(Items from a dataset)
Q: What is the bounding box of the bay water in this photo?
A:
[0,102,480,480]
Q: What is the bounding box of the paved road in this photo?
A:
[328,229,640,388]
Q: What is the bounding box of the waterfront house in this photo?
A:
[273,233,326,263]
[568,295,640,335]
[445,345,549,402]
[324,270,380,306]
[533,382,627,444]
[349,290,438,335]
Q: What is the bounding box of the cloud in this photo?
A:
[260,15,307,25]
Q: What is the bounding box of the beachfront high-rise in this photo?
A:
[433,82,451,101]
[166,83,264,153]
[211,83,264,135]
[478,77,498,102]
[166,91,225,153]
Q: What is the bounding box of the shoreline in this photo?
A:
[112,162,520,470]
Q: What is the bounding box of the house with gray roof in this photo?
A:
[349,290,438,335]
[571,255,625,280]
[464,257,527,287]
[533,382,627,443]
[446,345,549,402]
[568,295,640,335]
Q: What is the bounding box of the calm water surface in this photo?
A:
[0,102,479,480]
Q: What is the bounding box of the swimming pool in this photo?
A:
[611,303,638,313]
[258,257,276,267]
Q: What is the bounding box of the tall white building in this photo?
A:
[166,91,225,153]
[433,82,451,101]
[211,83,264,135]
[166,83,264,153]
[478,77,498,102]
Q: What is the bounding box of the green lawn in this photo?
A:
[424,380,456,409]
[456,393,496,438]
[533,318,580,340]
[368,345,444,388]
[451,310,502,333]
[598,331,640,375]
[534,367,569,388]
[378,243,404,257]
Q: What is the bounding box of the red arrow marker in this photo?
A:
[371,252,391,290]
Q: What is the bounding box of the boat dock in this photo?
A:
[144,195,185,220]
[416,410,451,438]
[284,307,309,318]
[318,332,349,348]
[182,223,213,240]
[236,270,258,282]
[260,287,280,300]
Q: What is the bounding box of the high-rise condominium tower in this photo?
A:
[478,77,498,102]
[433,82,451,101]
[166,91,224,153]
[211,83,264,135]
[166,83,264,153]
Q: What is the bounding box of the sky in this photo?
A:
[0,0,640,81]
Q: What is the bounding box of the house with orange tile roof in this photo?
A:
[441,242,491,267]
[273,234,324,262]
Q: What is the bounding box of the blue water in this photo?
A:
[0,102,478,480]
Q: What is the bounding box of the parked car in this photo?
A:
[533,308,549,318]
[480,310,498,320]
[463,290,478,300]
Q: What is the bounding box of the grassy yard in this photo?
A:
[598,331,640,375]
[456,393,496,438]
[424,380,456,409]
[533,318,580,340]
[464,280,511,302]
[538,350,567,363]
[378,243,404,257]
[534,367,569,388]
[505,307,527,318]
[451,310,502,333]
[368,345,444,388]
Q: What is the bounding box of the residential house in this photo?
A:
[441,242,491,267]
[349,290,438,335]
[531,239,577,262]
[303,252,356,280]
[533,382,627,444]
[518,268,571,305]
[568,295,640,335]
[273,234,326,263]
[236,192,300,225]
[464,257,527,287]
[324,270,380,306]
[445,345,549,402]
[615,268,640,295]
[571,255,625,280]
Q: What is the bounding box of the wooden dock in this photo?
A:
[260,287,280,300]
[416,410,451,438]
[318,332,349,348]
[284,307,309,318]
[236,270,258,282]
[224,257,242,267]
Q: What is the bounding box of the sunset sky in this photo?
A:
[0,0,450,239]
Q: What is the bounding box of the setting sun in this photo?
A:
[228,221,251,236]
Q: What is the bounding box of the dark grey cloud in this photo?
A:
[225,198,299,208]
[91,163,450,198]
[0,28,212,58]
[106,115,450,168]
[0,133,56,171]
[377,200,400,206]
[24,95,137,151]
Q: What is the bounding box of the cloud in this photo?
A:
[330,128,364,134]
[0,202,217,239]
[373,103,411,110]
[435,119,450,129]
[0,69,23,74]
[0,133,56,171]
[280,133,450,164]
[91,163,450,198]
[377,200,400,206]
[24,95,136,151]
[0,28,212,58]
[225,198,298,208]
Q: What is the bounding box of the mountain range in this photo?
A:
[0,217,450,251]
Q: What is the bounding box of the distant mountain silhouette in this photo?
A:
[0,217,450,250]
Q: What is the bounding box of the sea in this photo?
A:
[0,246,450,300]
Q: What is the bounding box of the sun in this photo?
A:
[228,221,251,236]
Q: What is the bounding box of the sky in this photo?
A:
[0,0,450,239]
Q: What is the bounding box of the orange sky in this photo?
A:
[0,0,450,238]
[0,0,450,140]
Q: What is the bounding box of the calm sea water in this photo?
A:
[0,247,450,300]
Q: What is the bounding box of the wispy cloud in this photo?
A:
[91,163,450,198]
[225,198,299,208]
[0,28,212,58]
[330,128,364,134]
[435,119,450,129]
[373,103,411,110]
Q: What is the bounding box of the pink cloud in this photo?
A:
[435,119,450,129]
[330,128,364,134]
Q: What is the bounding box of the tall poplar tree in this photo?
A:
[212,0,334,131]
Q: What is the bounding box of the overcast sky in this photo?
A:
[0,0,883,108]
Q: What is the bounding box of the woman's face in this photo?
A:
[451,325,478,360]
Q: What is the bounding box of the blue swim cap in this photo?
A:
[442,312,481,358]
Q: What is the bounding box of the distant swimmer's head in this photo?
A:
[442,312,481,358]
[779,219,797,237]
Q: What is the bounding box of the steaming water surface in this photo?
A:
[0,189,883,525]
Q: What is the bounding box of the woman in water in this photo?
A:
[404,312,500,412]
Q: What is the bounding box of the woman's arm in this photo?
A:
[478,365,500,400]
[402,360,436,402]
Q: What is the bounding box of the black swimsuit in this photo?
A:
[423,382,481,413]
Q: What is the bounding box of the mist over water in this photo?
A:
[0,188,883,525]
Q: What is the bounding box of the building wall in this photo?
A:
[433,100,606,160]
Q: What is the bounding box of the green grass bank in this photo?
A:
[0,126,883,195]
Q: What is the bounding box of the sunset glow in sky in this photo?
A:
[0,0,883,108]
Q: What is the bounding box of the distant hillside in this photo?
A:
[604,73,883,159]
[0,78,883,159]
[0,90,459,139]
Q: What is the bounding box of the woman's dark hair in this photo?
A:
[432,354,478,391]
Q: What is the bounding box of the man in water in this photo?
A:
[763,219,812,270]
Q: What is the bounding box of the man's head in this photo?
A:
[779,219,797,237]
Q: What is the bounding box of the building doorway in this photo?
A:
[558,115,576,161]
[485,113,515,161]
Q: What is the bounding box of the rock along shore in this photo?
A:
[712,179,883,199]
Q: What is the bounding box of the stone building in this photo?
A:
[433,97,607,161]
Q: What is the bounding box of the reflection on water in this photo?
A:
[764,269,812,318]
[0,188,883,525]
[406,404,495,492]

Task instructions: Write out all the rows again, substituting "in this image" for every occurrence of "in this photo" and leaving everything else unchanged.

Reply to the task:
Q: What is the bounding box of the bay water in this image?
A:
[0,102,480,480]
Q: What is the bounding box of the paved road in this image?
A:
[328,229,640,388]
Q: What is the bounding box of the waterfront house in this image?
A:
[273,233,326,263]
[568,295,640,335]
[445,345,549,402]
[324,270,380,306]
[533,382,627,444]
[349,290,438,335]
Q: What is the bounding box of the cloud in this image?
A:
[260,15,307,25]
Q: What is the bounding box of the beachfront high-rise in this image?
A:
[433,82,451,101]
[166,83,264,153]
[211,83,264,135]
[478,77,498,102]
[166,91,225,153]
Q: What is the bounding box of the shoreline in this image?
A:
[112,162,520,470]
Q: What is the bounding box of the house with gray roof in this image?
A:
[349,290,438,335]
[571,255,625,280]
[464,257,527,287]
[533,382,627,443]
[446,345,549,402]
[568,295,640,335]
Q: What is the bounding box of the calm water surface in this image?
A:
[0,102,479,480]
Q: What is the bounding box of the swimming pool in this image?
A:
[611,303,638,313]
[258,257,276,267]
Q: What is the bounding box of the tall white building in this image?
A:
[166,91,225,153]
[433,82,451,101]
[211,83,264,135]
[166,83,264,153]
[478,77,498,102]
Q: What is the bounding box of the green lawn in this image?
A:
[424,380,456,409]
[456,393,496,438]
[533,318,580,340]
[368,345,444,388]
[451,310,502,333]
[598,331,640,375]
[534,367,569,388]
[378,243,404,257]
Q: What is the bounding box of the red arrow marker in this image?
A:
[371,252,391,290]
Q: What is the bounding box of the boat dock in this image?
A:
[144,195,185,220]
[416,410,451,438]
[284,307,309,318]
[318,332,349,348]
[182,223,213,240]
[236,270,258,282]
[260,287,280,300]
Q: What is the bounding box of the high-rise condominium tower in this image?
A:
[478,77,498,102]
[433,82,451,101]
[166,91,224,153]
[211,83,264,135]
[166,83,264,153]
Q: What is the bounding box of the sky in this image?
A:
[0,0,640,81]
Q: What is the bounding box of the house with orange tile roof in this image?
A:
[441,242,491,267]
[273,234,324,262]
Q: What is the bounding box of the blue water in this image?
A:
[0,102,478,480]
Q: What is the bounding box of the parked car in this image?
A:
[533,308,549,318]
[480,310,498,320]
[463,290,478,300]
Q: What is the bounding box of the grassy yard in this image?
A:
[598,331,640,375]
[456,393,496,438]
[424,380,456,409]
[533,318,580,340]
[464,280,511,302]
[538,350,567,363]
[378,243,404,257]
[534,367,569,388]
[505,307,527,318]
[451,310,502,333]
[368,345,444,388]
Q: What is the bounding box of the residential house in this image?
A:
[441,242,491,267]
[349,290,438,335]
[531,239,577,262]
[303,252,356,280]
[533,382,627,444]
[518,268,571,305]
[568,295,640,335]
[273,234,326,263]
[236,192,300,225]
[464,257,527,287]
[324,270,380,306]
[445,345,549,402]
[615,268,640,295]
[571,255,625,280]
Q: What is the bounding box of the wooden dock in this image?
A:
[260,287,280,300]
[416,410,451,438]
[318,332,349,348]
[284,307,309,318]
[236,270,258,282]
[224,257,242,267]
Q: What is the bounding box of the sunset sky in this image?
A:
[0,0,450,239]
Q: What is the bounding box of the setting sun in this image?
A:
[228,221,251,236]
Q: What is the bounding box of the dark grey cloud in this image?
A:
[225,198,299,208]
[91,163,450,198]
[0,28,212,58]
[106,115,450,168]
[0,133,56,171]
[377,200,400,206]
[24,95,137,151]
Q: What is the bounding box of the cloud in this image?
A:
[330,128,364,134]
[0,202,217,239]
[373,103,411,110]
[435,119,450,129]
[0,69,23,74]
[0,133,56,171]
[280,133,450,164]
[91,163,450,198]
[377,200,400,206]
[24,95,136,151]
[0,28,212,58]
[225,198,298,208]
Q: What is the bounding box of the mountain range in this image?
A:
[0,217,450,251]
Q: What is the bounding box of the distant mountain silhouette in this image?
A:
[0,217,450,250]
Q: What is the bounding box of the sea in this image?
A:
[0,246,450,300]
Q: What is the bounding box of the sun in this image?
A:
[228,221,251,236]
Q: What is the bounding box of the sky in this image?
A:
[0,0,450,239]
Q: What is the bounding box of the orange sky in this image?
A:
[0,0,450,238]
[0,0,450,140]
Q: What is the bounding box of the calm sea water in this image?
A:
[0,247,450,300]
Q: What is the bounding box of the wispy cloud in this image?
A:
[91,163,450,198]
[225,198,299,208]
[0,28,212,58]
[330,128,364,134]
[435,119,450,129]
[373,103,411,110]
Q: What is the bounding box of the pink cloud in this image?
A:
[435,119,450,129]
[330,128,364,134]
Q: What is the bounding box of the tall poplar tree in this image?
A:
[212,0,334,131]
Q: What is the bounding box of the overcast sky in this image?
A:
[0,0,883,108]
Q: What is the bounding box of the woman's face in this image?
A:
[451,325,478,360]
Q: What is the bounding box of the blue swim cap in this image?
A:
[442,312,481,358]
Q: What is the bounding box of the distant swimmer's head in this image?
A:
[442,312,481,358]
[779,219,797,237]
Q: What is the bounding box of the steaming water surface in this image?
A:
[0,189,883,525]
Q: What is the bounding box of the woman in water in this image?
A:
[404,312,500,412]
Q: What is the bounding box of the woman's arm in this image?
A:
[478,365,500,400]
[402,360,436,402]
Q: What is the bounding box of the black swimsuit in this image?
A:
[423,382,481,413]
Q: What is the bounding box of the mist over water in this image?
A:
[0,188,883,525]
Q: What is the bounding box of the building wall in this image?
A:
[433,100,606,160]
Q: What is the bounding box of the green grass bank in this image?
A:
[0,126,883,195]
Q: What is the bounding box of the sunset glow in sky in this image?
A:
[0,0,883,108]
Q: What is the bounding box of the distant hillside in this image?
A:
[604,73,883,159]
[0,78,883,159]
[0,90,459,139]
Q: What is the bounding box of the woman's dark hair in this image?
A:
[432,354,478,391]
Q: What is the bounding box of the man in water in this image?
A:
[763,219,812,270]
Q: What is the bounding box of the man's head in this image?
A:
[779,219,797,237]
Q: What is the bounding box of the building doorway in this image?
A:
[558,115,576,161]
[485,113,515,161]
Q: What is the bounding box of the rock along shore in this image?
A:
[712,179,883,199]
Q: What is the bounding box of the stone building in this image?
A:
[433,97,607,161]
Q: What is the bounding box of the reflection on water in this image?
A:
[764,269,812,318]
[0,188,883,525]
[406,404,495,492]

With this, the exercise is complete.